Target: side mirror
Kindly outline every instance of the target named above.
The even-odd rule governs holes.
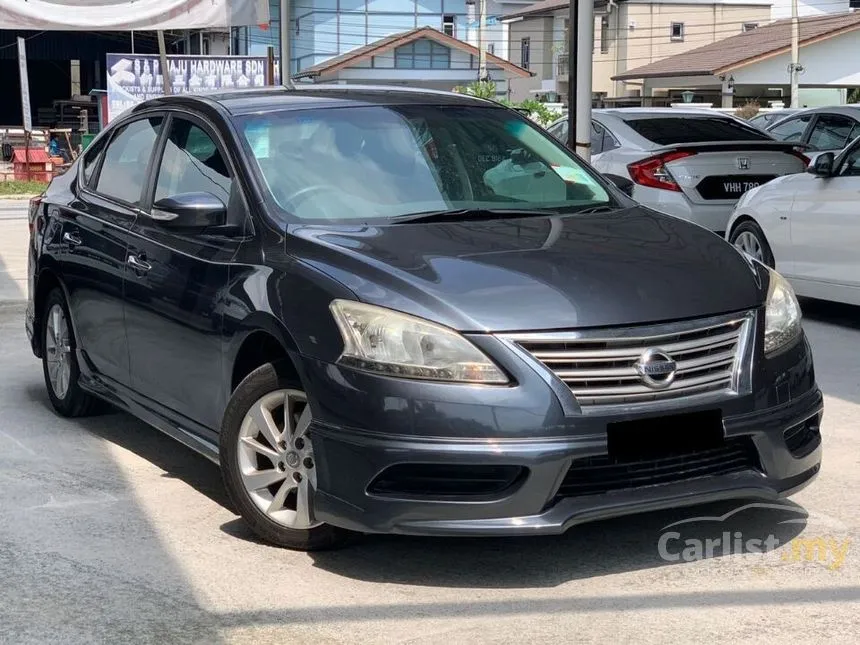
[[[181,193],[155,202],[152,217],[166,228],[202,230],[226,224],[227,206],[212,193]]]
[[[633,186],[635,185],[630,179],[627,177],[622,177],[621,175],[603,175],[615,184],[615,187],[620,190],[622,193],[627,195],[628,197],[633,197]]]
[[[809,165],[806,172],[818,177],[831,177],[833,175],[833,160],[832,152],[823,152]]]

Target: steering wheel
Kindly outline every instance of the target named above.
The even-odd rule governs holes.
[[[321,192],[329,192],[333,193],[338,190],[335,186],[325,185],[325,184],[313,184],[311,186],[305,186],[304,188],[300,188],[296,192],[294,192],[289,197],[284,199],[284,206],[289,206],[290,210],[295,211],[299,205],[306,202],[308,199]],[[329,213],[325,207],[317,207],[327,218],[329,217]]]

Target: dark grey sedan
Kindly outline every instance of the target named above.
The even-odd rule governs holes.
[[[201,452],[275,544],[561,533],[819,469],[788,283],[496,103],[145,102],[30,224],[56,411],[109,402]]]

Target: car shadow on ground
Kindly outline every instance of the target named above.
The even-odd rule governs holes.
[[[53,410],[44,387],[31,386],[34,405]],[[130,414],[108,407],[103,413],[71,419],[83,431],[120,446],[164,471],[163,477],[181,479],[212,501],[232,511],[218,466]]]
[[[43,388],[26,389],[35,405],[50,408]],[[217,466],[174,439],[132,416],[108,411],[74,420],[84,432],[129,450],[233,511]],[[749,504],[753,506],[746,507]],[[744,540],[774,536],[784,545],[805,528],[805,510],[792,502],[780,502],[782,510],[756,506],[747,500],[721,502],[667,511],[630,515],[574,526],[558,536],[520,538],[424,538],[397,535],[356,535],[337,551],[311,553],[315,566],[347,578],[414,586],[462,588],[552,587],[570,580],[613,573],[664,567],[685,562],[680,555],[686,540],[704,544],[728,531]],[[746,507],[740,512],[738,509]],[[733,513],[734,512],[734,513]],[[786,513],[793,523],[781,524]],[[731,514],[725,521],[719,518]],[[668,525],[694,517],[708,519],[667,529]],[[799,521],[798,521],[799,520]],[[237,539],[262,542],[240,518],[221,526]],[[669,545],[669,558],[658,549],[666,530],[681,532]],[[704,558],[731,555],[721,547]],[[665,554],[664,554],[665,555]]]
[[[809,320],[860,330],[860,307],[840,302],[801,298],[800,308],[804,318]]]
[[[363,536],[339,551],[311,553],[317,567],[348,578],[417,586],[518,588],[552,587],[620,572],[684,563],[685,545],[704,545],[725,532],[743,540],[778,545],[805,528],[803,507],[789,501],[783,510],[752,500],[712,503],[683,509],[643,513],[574,526],[563,535],[522,538],[423,538]],[[733,513],[744,506],[752,505]],[[732,517],[719,521],[726,514]],[[780,524],[787,517],[799,522]],[[709,518],[666,528],[691,518]],[[662,557],[660,536],[676,531]],[[690,542],[687,542],[690,540]],[[724,553],[715,546],[702,559],[732,555],[734,539]],[[777,546],[778,548],[778,546]],[[692,555],[692,551],[690,554]]]

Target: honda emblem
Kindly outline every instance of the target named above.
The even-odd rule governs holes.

[WHAT IS BEING ASKED]
Please restate the lines above exactly, starting at the first line of the data and stopping at the line containing "Target: steering wheel", which is included. Omit pictures.

[EXERCISE RESPONSE]
Target: side mirror
Kindly outline every instance of the target named above.
The even-odd rule governs holes.
[[[181,193],[155,202],[152,217],[166,228],[202,230],[226,224],[227,206],[212,193]]]
[[[633,186],[635,185],[630,179],[627,177],[622,177],[621,175],[603,175],[615,184],[615,187],[620,190],[622,193],[627,195],[628,197],[633,197]]]
[[[809,165],[806,172],[818,177],[831,177],[833,175],[833,160],[832,152],[823,152]]]

Target: steering wheel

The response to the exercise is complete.